— BEGIN Provided information —

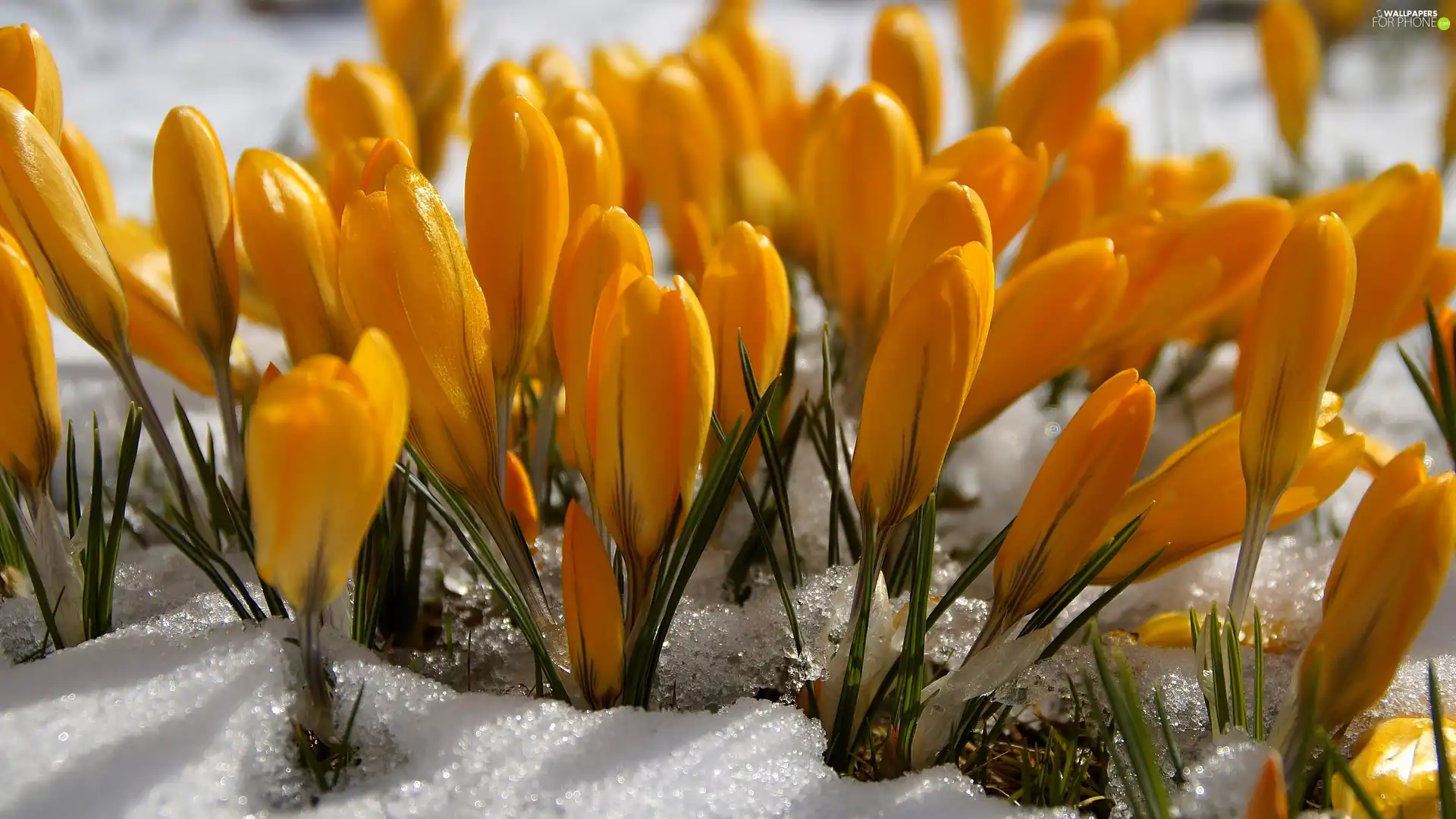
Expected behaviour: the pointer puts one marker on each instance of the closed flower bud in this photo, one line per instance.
(593, 610)
(194, 203)
(1392, 251)
(1293, 335)
(516, 222)
(918, 379)
(903, 58)
(601, 243)
(28, 72)
(44, 205)
(745, 297)
(984, 27)
(359, 101)
(1078, 284)
(870, 161)
(1071, 499)
(1053, 96)
(293, 240)
(951, 218)
(1401, 570)
(322, 444)
(1291, 66)
(1196, 499)
(31, 413)
(1065, 215)
(651, 423)
(89, 171)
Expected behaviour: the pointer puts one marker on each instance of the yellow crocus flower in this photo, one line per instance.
(651, 423)
(1292, 340)
(1392, 249)
(1291, 66)
(1053, 96)
(601, 243)
(984, 27)
(903, 57)
(516, 221)
(1196, 500)
(593, 610)
(28, 72)
(745, 297)
(918, 382)
(1071, 499)
(89, 171)
(359, 101)
(1044, 319)
(290, 232)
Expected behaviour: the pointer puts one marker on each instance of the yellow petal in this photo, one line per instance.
(593, 610)
(1044, 319)
(31, 413)
(918, 382)
(516, 221)
(194, 202)
(46, 207)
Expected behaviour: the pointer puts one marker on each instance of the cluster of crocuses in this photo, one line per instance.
(402, 330)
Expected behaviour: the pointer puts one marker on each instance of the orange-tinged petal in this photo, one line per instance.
(28, 72)
(194, 202)
(903, 57)
(31, 413)
(516, 222)
(1053, 96)
(918, 382)
(1079, 284)
(593, 610)
(47, 210)
(89, 172)
(1072, 497)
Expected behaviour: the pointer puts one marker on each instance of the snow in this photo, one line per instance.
(184, 711)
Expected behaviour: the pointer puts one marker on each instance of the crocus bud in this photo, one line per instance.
(951, 218)
(1293, 335)
(555, 71)
(1397, 768)
(1079, 284)
(903, 58)
(1196, 499)
(1008, 180)
(194, 203)
(28, 72)
(290, 234)
(503, 80)
(89, 171)
(1065, 215)
(1071, 499)
(322, 444)
(47, 210)
(31, 414)
(1106, 150)
(1392, 249)
(870, 159)
(593, 610)
(1056, 93)
(984, 27)
(516, 222)
(651, 423)
(1291, 66)
(359, 101)
(916, 385)
(745, 297)
(601, 243)
(1400, 572)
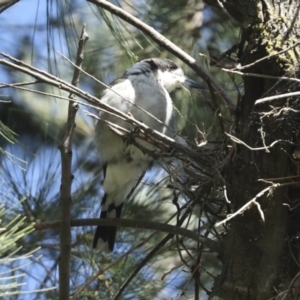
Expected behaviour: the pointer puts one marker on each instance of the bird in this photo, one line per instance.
(143, 93)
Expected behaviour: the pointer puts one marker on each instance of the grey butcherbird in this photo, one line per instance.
(142, 92)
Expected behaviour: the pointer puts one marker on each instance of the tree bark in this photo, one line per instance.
(257, 257)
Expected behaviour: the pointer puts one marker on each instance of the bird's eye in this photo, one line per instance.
(171, 67)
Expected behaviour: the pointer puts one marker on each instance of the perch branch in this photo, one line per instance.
(66, 179)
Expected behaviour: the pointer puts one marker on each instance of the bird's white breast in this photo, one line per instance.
(143, 97)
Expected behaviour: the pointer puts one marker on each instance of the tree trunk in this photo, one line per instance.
(259, 256)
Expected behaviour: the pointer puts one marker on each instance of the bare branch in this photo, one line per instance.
(267, 57)
(128, 223)
(66, 180)
(249, 204)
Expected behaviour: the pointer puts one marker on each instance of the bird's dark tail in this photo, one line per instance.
(105, 236)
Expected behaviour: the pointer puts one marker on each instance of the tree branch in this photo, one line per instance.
(167, 44)
(128, 223)
(66, 180)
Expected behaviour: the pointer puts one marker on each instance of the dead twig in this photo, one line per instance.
(66, 180)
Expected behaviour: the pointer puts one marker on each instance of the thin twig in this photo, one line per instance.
(276, 97)
(249, 204)
(167, 44)
(128, 223)
(261, 75)
(149, 257)
(238, 141)
(66, 180)
(267, 57)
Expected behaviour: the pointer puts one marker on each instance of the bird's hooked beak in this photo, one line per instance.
(192, 84)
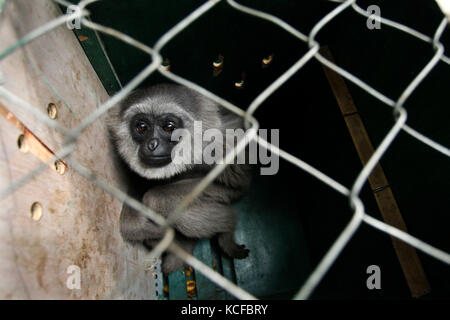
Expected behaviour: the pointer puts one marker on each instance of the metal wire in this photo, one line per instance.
(352, 193)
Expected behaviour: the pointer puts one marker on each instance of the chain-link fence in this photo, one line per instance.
(351, 192)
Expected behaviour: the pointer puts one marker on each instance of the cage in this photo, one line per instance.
(335, 77)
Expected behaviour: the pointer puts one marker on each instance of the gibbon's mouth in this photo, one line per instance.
(156, 161)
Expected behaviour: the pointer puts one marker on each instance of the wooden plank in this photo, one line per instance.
(407, 255)
(80, 222)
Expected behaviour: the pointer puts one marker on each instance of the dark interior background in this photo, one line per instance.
(312, 128)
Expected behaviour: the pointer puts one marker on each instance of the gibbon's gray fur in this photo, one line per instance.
(141, 129)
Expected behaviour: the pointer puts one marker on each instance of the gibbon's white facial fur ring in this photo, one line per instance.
(129, 149)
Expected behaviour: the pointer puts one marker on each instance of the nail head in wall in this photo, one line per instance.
(60, 167)
(218, 62)
(22, 144)
(52, 111)
(166, 64)
(36, 211)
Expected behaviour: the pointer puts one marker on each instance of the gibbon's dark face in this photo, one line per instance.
(153, 135)
(146, 122)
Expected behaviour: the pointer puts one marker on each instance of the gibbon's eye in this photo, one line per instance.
(141, 127)
(169, 126)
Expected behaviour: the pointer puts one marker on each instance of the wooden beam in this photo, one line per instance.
(407, 255)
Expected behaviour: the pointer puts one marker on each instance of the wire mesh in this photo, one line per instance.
(352, 192)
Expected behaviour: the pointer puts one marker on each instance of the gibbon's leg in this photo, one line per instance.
(171, 262)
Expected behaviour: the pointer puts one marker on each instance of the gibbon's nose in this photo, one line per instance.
(153, 144)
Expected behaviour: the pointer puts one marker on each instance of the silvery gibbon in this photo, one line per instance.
(142, 128)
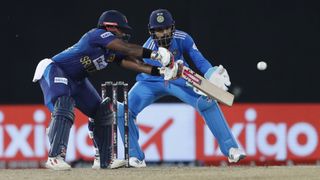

— END Provided information —

Task prompt: Find every line in the records above that contains the string "wooden" and copy each line in full. Matching is case-sensitive.

Finished exercise:
Expected behaviour: the pointer puts one marker on each instance of the wooden plank in this photo, one line per instance.
Expected behaviour: the pointer puts one marker on each instance of the wooden beam in this photo, one line per instance.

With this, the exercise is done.